» Instruction A:
Translate this sentence from the forum thread on spin bikes into Spanish: "$1,000 does buy a lot of spin bike."
» Instruction B:
Pick up the forum thread on spin bikes after its last sentence and write what comes next.

Ignore the useless people... err comments, e.g. "stationary bikes are for stationary people", use a rear wheel trainer, etc. They ignored one of your key criteria - that your wife wants to ride too. Wonder if the geniuses have an answer for that one. I suppose she's supposed to ride your road bike on the trainer... 'cause she's exactly your size/geometry right ;-)

Onto your question... I have to think that a good part the $$$ in LA's bike is wrapped up in the name(s). $1,000 does buy a lot of spin bike. Check out Lemond's bike (don't think his brand carries quite the cache with the general public today). They're in the $1,200 range but seem to be rated really highly. The Schwinn is also rated highly... odd, given their current on-road rep'


----------



## spade2you (May 12, 2009)

OldZaskar said:


> Ignore the useless people


This was posted in the racing/training subforum and the responses reflect those who race and train. If you don't like the answers from people who race, post in another area. The listed reasons are why most of us don't own them.


----------



## OldZaskar (Jul 1, 2009)

spade2you said:


> This was posted in the racing/training subforum and the responses reflect those who race and train. If you don't like the answers from people who race, post in another area. The listed reasons are why most of us don't own them.


How is training on a spin bike not training? Should that go in a "training that we don't approve of" forum? The OP posted a question with specific requirements and they were ignored. Thus the answers - your included - were useless.

» Data:
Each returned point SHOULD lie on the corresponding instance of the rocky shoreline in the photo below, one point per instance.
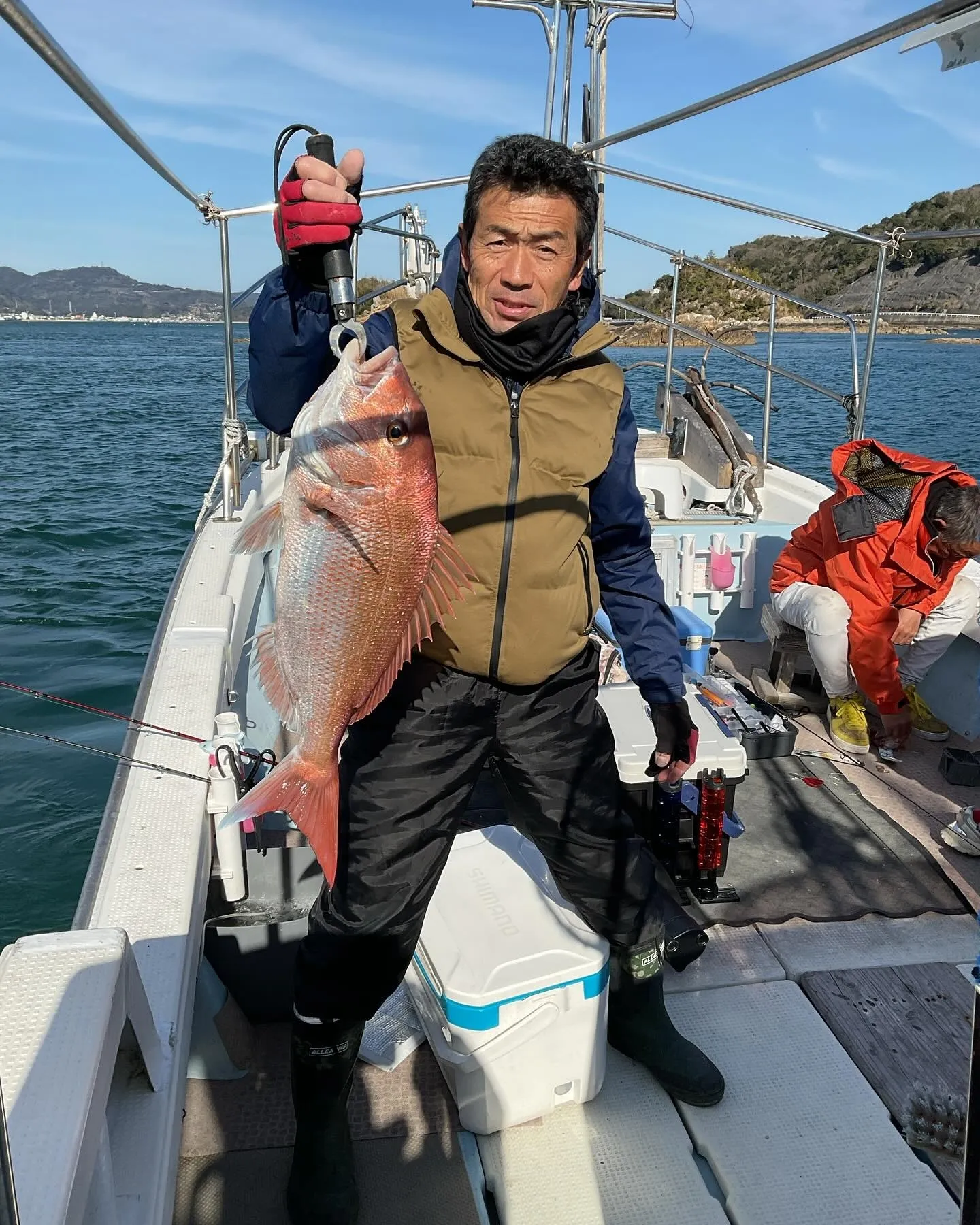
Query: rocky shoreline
(744, 332)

» Written answer A:
Con 1.000 dólares sí se compra mucha bicicleta de spinning.

» Written answer B:
----------



## ZoSoSwiM (Mar 7, 2008)

The only real advantage I can see to riding a spin bike from time to time is that the position is very upright. So you could ride the damn thing all day long with less effort. Plus you can hammer the hell out of it and never hurt it. Hell tip it over during a sprint and you're likely only to hurt your pride. I won't stand up and mash the hell out of my bikes on the trainer that's for sure. Even though I trust they wont "kill" my bike it's nothing I like risking. 

As for buying a spin bike.. Def get something used. That way if it collects dust you're not out as much....


----------



## cleansweep13 (Oct 10, 2010)

Isecond the kieser M3, great traing bike. I'm not sure if the watts are correct but they are a great traing tool. The goal would be to increase your watts and calories each training session.


----------



## Cni2i (Jun 28, 2010)

ZoSoSwiM said:


> The only real advantage I can see to riding a spin bike from time to time is that *the position is very upright*. So you could ride the damn thing all day long with less effort. Plus you can hammer the hell out of it and never hurt it. Hell tip it over during a sprint and you're likely only to hurt your pride. I won't stand up and mash the hell out of my bikes on the trainer that's for sure. Even though I trust they wont "kill" my bike it's nothing I like risking.
> 
> As for buying a spin bike.. Def get something used. That way if it collects dust you're not out as much....


Thanks for the response. Actually, most good spin bikes can be adjusted (ie, seat and handlebar positioning) so that you can train in a more "aggressive" less upright position if you wanted. :thumbsup:


----------



## Cni2i (Jun 28, 2010)

OldZaskar said:


> Ignore the useless people... err comments, e.g. "stationary bikes are for stationary people", use a rear wheel trainer, etc. They ignored one of your key criteria - that your wife wants to ride too. Wonder if the geniuses have an answer for that one. I suppose she's supposed to ride your road bike on the trainer... 'cause she's exactly your size/geometry right ;-)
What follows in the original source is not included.